'''

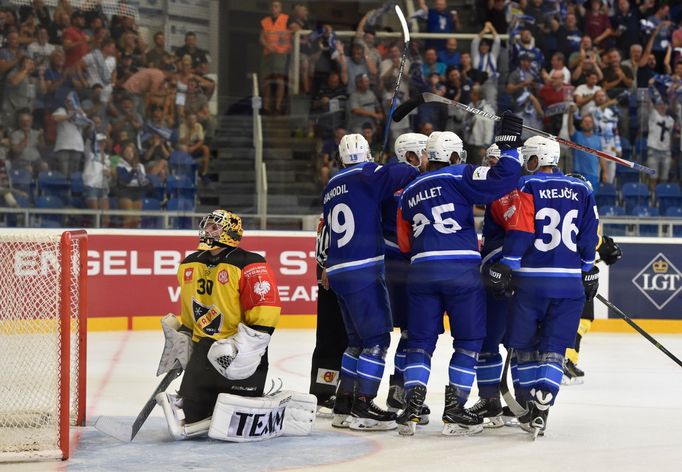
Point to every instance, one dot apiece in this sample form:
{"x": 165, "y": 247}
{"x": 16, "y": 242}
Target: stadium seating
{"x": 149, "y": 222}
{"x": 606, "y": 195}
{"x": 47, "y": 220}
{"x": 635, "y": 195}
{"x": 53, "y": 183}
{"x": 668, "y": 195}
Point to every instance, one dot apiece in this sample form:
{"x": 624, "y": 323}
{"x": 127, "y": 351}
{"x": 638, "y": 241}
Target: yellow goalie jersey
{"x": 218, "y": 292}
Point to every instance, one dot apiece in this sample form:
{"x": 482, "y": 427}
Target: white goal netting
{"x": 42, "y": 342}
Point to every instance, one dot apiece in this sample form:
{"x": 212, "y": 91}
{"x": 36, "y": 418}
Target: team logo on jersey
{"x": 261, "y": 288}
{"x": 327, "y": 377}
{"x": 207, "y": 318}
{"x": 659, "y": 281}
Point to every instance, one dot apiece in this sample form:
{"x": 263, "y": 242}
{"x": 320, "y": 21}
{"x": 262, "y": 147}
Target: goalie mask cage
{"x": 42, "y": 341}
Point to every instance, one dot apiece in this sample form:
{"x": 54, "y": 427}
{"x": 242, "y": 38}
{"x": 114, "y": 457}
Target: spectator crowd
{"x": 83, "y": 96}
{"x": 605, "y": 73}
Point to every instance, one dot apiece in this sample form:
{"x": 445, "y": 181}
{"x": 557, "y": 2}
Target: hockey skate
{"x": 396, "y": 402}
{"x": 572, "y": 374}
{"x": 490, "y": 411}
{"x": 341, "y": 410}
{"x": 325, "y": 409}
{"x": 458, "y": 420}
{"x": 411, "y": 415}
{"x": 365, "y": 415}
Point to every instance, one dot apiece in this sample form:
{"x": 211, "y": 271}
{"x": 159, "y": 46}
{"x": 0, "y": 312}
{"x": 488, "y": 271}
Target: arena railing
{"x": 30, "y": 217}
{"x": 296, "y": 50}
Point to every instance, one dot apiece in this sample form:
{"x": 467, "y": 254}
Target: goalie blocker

'''

• **Prompt**: All entries above should be returned exactly, apart from their pictures.

• **Output of the exercise**:
Point to every instance, one dot apiece in this sample form:
{"x": 165, "y": 247}
{"x": 16, "y": 242}
Target: stadium seating
{"x": 149, "y": 222}
{"x": 606, "y": 195}
{"x": 47, "y": 220}
{"x": 635, "y": 195}
{"x": 53, "y": 183}
{"x": 668, "y": 195}
Point to every instance, one dot apiece in this sample form:
{"x": 624, "y": 323}
{"x": 127, "y": 351}
{"x": 638, "y": 241}
Target: yellow goalie jersey
{"x": 218, "y": 292}
Point to every instance, one dot apiece in this sample form:
{"x": 482, "y": 427}
Target: white goal netting
{"x": 42, "y": 342}
Point to every instance, one dot apiece in this sample form:
{"x": 212, "y": 91}
{"x": 36, "y": 418}
Target: team logo on jersey
{"x": 261, "y": 288}
{"x": 327, "y": 377}
{"x": 207, "y": 318}
{"x": 659, "y": 281}
Point to every instance, one dot apiece in this sample form:
{"x": 263, "y": 242}
{"x": 320, "y": 21}
{"x": 262, "y": 147}
Target: goalie mask cage
{"x": 42, "y": 341}
Point to every instance, one dot apiece in this sample form:
{"x": 54, "y": 427}
{"x": 242, "y": 38}
{"x": 114, "y": 457}
Target: spectator crowd
{"x": 83, "y": 96}
{"x": 605, "y": 73}
Point to every instance, one dot apiece in this sample form:
{"x": 445, "y": 181}
{"x": 557, "y": 2}
Target: hockey skate
{"x": 396, "y": 402}
{"x": 572, "y": 374}
{"x": 490, "y": 411}
{"x": 341, "y": 410}
{"x": 325, "y": 409}
{"x": 458, "y": 420}
{"x": 411, "y": 415}
{"x": 365, "y": 415}
Point to every instance, one dot apiece in this sample form:
{"x": 211, "y": 271}
{"x": 159, "y": 46}
{"x": 0, "y": 312}
{"x": 488, "y": 271}
Target: arena railing
{"x": 30, "y": 217}
{"x": 296, "y": 50}
Point to every instance, one dot apiece in this sample form:
{"x": 467, "y": 254}
Target: goalie blocker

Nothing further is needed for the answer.